Große Messe, kleine Welt. Versuch einer Rekonstruktion der #lbm17

IMG_8753Donnerstag

Die Leipziger Buchmesse 2017 beginnt mit einem Déjà-vu: Tobias Nazemi am Bahnsteig des Flughafens, wie schon im letzten Jahr fahren wir gemeinsam zur Messe und trinken den ersten Kaffee im Pressezentrum. Und doch ist etwas anders: Zeigte er mir im letzten Jahr auf dem iPad noch seine ersten Ideen zu Blogbuster, sprechen wir diesmal bereits über die Kandidaten der Longlist. Keine Zeitschleife also, auch wenn mich der Wecker um 4:45 wie ein Murmeltier aus dem Winterschlaf riss. Dass die Zeit nicht stehengeblieben ist, darf ich erfreulicherweise auch bei der inzwischen schon traditionellen Erstvisite am Stand von duotincta feststellen. Nicht, dass ich mich über die Titel der Nebenstände auf vergangenen Messen (allen voran den Evergreen Gebete für Tiere) nicht amüsiert hätte – aber die unmittelbare Nähe zu Verlagen wie Voland & Quist, Frankfurter Verlagsanstalt, Mayrisch oder Verbrecher steht den Verlegern meines Debütromans dann doch ein wenig besser zu Gesicht. Besonders mit den Kollegen von homunculus erschöpft sich die Nachbarschaftshilfe nicht bloß im regelmäßigen Austausch von Bier (duotincta) und Schnaps (homunculus): Am Abend ist auch eine gemeinsame Lesung im Beyerhaus geplant.

Ein bisschen sind Buchmessen ja wie Klassentreffen. Man freut sich, einander wiederzusehen, tauscht sich aus – und wird alberner, je länger es dauert. Besonders bei den unabhängigen Verlagen geht es familiär zu, so auch bei duotincta: Verleger und Autoren verbringen nicht nur die meiste Zeit gemeinsam am Stand, sondern wohnen zum Teil sogar in derselben Messe-WG, wo auch für Freunde des Verlages noch ein Isomattenplatz frei ist. Mit dem Autor Frank Schliedermann, den ich 2015 in Frankfurt auf der 1000 Tode-Lesung kennenlernte, verbindet inzwischen alle eine so gute Freundschaft, dass er es sich nicht nehmen ließ, sich als Verlagsmaskottchen adoptieren zu lassen. Nach guten Gesprächen mit ihm, den duotincta-AutorInnen Daniel Breuer, Kathrin Wildenberger und Birgit Rabisch sowie den Verlegern Jürgen Volk und Ansgar Köb warten am Nachmittag die ersten Termine auf mich.

_ _ _ _ _

AUFGABEN =>
1. Beantworte die folgenden Fragen zum Bericht über die Leipziger Buchmesse 2017 oben jeweils kurz.
(a) Um wie viel Uhr riss der Wecker die erzählende Person aus dem Schlaf?
(b) Wo ist die gemeinsame Lesung mit homunculus am Abend geplant?
(c) Wann und wo lernte die erzählende Person Frank Schliedermann kennen?
2. Führe den Bericht über die Leipziger Buchmesse 2017 im Anschluss an seinen letzten Satz weiter.

GESPEICHERTE DATEN =>
_ _ _ _ _

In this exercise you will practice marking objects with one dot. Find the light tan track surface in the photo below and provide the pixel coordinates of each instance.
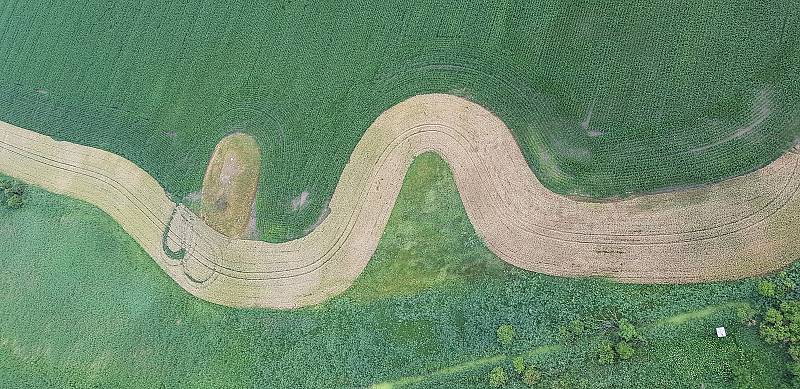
(741, 227)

_ _ _ _ _

LÖSUNGEN DER ÜBUNG =>
1.
(a) Um 4:45.
(b) Im Beyerhaus.
(c) 2015 in Frankfurt auf der 1000 Tode-Lesung.

2.
Zumindest die erste Stunde der Veranstaltung How Indie are you? mit Nikola Richter, Elisabeth Ruge und Susan Hawthorne lasse ich mir aber nicht entgehen – eine interessante Gesprächsrunde über die Zukunft der unabhängigen Verlage, der ich gerne länger zugehört hätte. Bemerkenswert ist etwa die Antwort Ruges auf die Frage, warum sie denn die Seiten gewechselt habe – von der Verlegerin zur Agentin: Es sei, so Ruge, eigentlich eine Rückkehr zu ihren Wurzeln. Als Agentin stehe für sie endlich wieder der Text im Vordergrund, während die Entscheidungen in großen Verlagen zunehmend von Marketingabteilungen getroffen würden. Natürlich ist auch Elisabeth Ruges Agentur vom Erfolg ihrer Autoren abhängig, ihr Engagement für Autoren wie Frank Witzel oder als Jurymitglied bei Blogbuster zeugt jedoch davon, dass der Idealismus ihrer Aussage keineswegs aufgesetzt ist. Die Leidenschaft für gute Literatur ist echt und etwas, das alle auf dem Podium miteinander verbindet.

Abends dann die gemeinsame Indie-Lesung von duotincta und homunculus im Beyerhaus – und eine Überraschung: Während wir im Erdgeschoss noch plaudern, füllt sich, ohne dass wir etwas davon mitbekommen, unten bereits der Saal. Trotz der großen Konkurrenz bei Leipzig liest stellen wir vor vielen (und großteils ausdauernden) Gästen unsere Bücher vor und lassen dabei auch drei Blogger zu Wort kommen: Jochen Kienbaum sowie Andrea und Klaus Daniel präsentieren stellvertretend für 40 Blogger ihre Texte aus Warum ich lese. Eine schöne, aber auch sehr lange Lesung, nach der ich mich, anstatt mehrere abzuklappern, für eine Party entscheiden muss: Ullstein, Rowohlt oder Tropen. Osmotisch führt es uns schließlich zum Ort mit der größten Konzentration. Die Tropenparty gleicht wie immer einem Wimmelbild: die halbe Buchbranche auf kleinstem Raum zusammengepfercht. Weil kein Durchkommen ist, winkt man sich halt zu. Wenn man denn den Arm hochkriegt. Im letzten Jahr hielt ich bis vier durch, diesmal siegt, weil ich am nächsten Mittag auf der Messe aus Dezemberfieber lese, jedoch die Vernunft. Ein bisschen zumindest: Bis drei muss es dann doch wieder sein, die Musik ist einfach zu gut.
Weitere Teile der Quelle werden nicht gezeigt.